PROBLEM STATEMENT: Convert the data below into a Markdown table with the columns Row and Line, omitting blank lines and numbering each row. Include only the lines from the one containing "Where can the fabric" up to and including the one containing "<point>510,263</point>".

— START OF EXTRACTED DATA —

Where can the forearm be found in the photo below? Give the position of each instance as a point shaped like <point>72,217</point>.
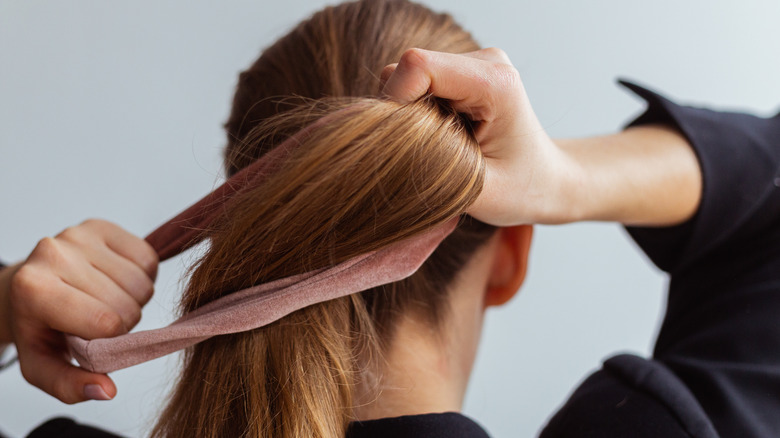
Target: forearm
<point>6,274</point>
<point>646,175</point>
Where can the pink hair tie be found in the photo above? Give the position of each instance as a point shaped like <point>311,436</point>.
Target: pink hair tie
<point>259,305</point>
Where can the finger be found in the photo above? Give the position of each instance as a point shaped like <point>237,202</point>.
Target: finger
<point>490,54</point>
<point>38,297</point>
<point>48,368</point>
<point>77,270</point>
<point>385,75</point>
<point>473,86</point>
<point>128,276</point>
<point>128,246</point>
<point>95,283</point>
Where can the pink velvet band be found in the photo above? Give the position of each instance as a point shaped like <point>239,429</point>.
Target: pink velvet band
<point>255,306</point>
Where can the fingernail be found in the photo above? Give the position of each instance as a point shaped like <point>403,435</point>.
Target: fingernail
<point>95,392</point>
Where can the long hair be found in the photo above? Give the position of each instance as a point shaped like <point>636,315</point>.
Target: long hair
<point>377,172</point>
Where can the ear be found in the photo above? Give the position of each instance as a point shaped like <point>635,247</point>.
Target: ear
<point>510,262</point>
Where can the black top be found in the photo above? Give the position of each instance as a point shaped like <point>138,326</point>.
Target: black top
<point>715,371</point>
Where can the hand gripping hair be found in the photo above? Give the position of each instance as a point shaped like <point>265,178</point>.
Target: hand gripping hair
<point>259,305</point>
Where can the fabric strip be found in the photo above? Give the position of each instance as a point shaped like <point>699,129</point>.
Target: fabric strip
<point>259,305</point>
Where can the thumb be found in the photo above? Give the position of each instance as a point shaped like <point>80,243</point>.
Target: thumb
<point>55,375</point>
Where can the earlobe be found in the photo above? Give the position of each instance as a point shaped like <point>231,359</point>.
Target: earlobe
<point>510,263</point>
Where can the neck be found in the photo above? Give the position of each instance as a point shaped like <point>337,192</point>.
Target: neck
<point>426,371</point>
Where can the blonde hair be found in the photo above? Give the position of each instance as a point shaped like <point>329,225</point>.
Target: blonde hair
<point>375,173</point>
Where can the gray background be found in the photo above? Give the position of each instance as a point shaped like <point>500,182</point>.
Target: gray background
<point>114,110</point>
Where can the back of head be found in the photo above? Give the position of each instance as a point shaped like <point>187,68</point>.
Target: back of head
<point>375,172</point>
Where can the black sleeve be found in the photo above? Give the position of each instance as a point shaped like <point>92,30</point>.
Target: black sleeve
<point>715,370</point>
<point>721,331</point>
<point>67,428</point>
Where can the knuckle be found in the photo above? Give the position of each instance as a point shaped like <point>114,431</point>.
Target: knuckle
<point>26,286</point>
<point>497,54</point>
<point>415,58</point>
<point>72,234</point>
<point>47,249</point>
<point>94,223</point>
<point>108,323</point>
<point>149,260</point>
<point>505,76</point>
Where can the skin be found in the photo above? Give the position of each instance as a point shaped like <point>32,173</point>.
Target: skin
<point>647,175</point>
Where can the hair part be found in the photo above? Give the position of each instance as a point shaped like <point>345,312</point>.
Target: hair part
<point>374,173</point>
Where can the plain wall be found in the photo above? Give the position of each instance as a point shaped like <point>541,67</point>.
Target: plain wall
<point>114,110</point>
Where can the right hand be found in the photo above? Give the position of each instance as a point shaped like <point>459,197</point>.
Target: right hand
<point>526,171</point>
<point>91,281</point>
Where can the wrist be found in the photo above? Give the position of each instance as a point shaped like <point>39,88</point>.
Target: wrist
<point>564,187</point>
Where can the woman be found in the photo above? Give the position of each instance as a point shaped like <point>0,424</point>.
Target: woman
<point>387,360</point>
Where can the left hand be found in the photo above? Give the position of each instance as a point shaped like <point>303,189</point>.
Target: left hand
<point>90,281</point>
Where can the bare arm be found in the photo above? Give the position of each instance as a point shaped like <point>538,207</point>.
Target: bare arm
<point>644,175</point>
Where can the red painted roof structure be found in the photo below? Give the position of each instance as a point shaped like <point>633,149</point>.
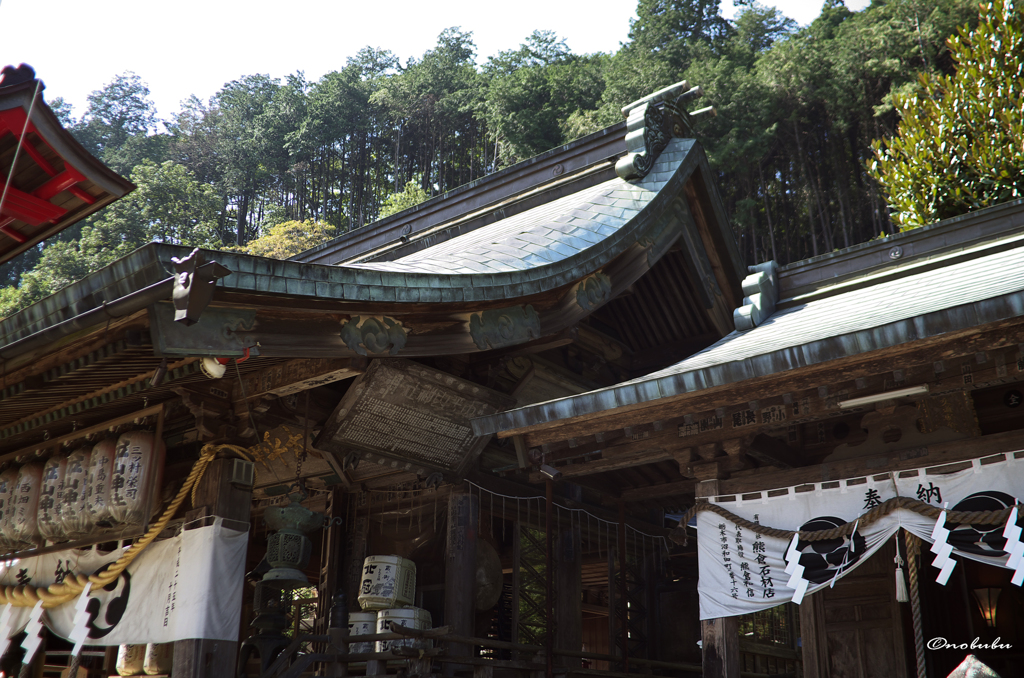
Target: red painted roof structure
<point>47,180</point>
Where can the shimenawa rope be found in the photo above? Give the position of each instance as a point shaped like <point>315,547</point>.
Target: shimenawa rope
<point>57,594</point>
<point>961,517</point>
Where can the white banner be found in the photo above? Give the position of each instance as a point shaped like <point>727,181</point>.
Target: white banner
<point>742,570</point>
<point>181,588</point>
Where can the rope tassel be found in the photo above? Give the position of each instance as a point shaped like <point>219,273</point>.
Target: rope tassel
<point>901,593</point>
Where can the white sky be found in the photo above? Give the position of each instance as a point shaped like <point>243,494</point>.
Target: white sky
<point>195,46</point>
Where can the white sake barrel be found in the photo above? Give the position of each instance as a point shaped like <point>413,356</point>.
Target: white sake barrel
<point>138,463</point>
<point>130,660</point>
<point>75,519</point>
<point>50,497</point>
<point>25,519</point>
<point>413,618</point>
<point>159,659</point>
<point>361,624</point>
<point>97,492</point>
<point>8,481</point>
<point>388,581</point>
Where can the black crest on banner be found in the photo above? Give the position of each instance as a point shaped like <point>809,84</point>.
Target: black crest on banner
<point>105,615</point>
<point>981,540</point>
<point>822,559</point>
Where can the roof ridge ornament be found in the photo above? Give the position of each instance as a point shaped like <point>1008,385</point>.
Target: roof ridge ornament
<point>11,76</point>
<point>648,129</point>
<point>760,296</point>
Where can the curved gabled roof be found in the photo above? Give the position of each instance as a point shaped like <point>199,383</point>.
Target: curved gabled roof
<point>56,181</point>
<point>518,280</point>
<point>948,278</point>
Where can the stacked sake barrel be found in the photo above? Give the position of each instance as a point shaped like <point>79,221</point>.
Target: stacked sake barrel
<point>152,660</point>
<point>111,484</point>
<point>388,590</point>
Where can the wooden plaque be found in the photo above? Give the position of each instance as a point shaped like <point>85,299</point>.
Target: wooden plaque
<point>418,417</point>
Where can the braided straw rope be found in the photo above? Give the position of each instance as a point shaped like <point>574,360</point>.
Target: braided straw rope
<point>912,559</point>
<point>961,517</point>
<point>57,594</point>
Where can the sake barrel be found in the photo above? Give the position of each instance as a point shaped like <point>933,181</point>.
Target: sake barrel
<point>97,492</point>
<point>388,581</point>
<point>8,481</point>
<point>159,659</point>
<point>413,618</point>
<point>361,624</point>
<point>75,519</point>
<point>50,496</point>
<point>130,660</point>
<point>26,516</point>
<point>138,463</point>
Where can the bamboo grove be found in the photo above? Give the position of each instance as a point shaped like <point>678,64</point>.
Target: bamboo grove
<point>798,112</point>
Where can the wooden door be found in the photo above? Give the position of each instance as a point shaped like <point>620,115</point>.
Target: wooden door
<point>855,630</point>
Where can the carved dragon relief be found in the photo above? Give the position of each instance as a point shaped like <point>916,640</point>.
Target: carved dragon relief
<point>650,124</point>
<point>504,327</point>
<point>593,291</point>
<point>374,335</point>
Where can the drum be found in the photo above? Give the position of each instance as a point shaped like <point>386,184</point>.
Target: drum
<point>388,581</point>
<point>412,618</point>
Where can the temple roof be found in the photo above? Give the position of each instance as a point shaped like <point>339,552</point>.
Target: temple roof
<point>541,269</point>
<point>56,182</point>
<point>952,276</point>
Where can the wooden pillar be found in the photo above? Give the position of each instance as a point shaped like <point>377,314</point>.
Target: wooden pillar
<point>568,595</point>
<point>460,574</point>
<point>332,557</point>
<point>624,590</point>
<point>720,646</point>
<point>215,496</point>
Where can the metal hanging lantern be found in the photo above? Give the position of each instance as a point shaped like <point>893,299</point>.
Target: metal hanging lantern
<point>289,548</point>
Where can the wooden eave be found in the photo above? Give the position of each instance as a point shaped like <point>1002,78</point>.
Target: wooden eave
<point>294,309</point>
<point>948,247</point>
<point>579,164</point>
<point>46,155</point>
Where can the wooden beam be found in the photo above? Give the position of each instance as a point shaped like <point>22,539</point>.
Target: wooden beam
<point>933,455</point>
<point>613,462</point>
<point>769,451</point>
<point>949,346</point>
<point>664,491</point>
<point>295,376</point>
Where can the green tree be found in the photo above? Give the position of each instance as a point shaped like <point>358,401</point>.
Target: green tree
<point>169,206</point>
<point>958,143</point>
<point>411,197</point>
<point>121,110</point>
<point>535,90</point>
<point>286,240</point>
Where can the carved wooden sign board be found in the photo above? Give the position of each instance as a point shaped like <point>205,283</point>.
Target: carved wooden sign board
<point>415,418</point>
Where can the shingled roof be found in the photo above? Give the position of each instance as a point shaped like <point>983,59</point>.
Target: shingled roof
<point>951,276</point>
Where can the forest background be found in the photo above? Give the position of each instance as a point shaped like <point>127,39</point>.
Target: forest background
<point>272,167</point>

— END OF EXTRACTED DATA —

WRITTEN RESPONSE:
| Row | Line |
|---|---|
| 1 | Where can the fabric strip be found in the photo above? Give the position of each instance as a point shaped like <point>699,129</point>. |
| 2 | Target: fabric strip |
| 3 | <point>259,305</point> |
| 4 | Where can the thumb be found in the photo above? Give the position of each instance as a point shaped like <point>80,243</point>. |
| 5 | Target: thumb |
| 6 | <point>55,375</point> |
| 7 | Where can the earlobe be found in the photo above? Give the position of each instance as a point shaped like <point>231,359</point>. |
| 8 | Target: earlobe |
| 9 | <point>510,263</point> |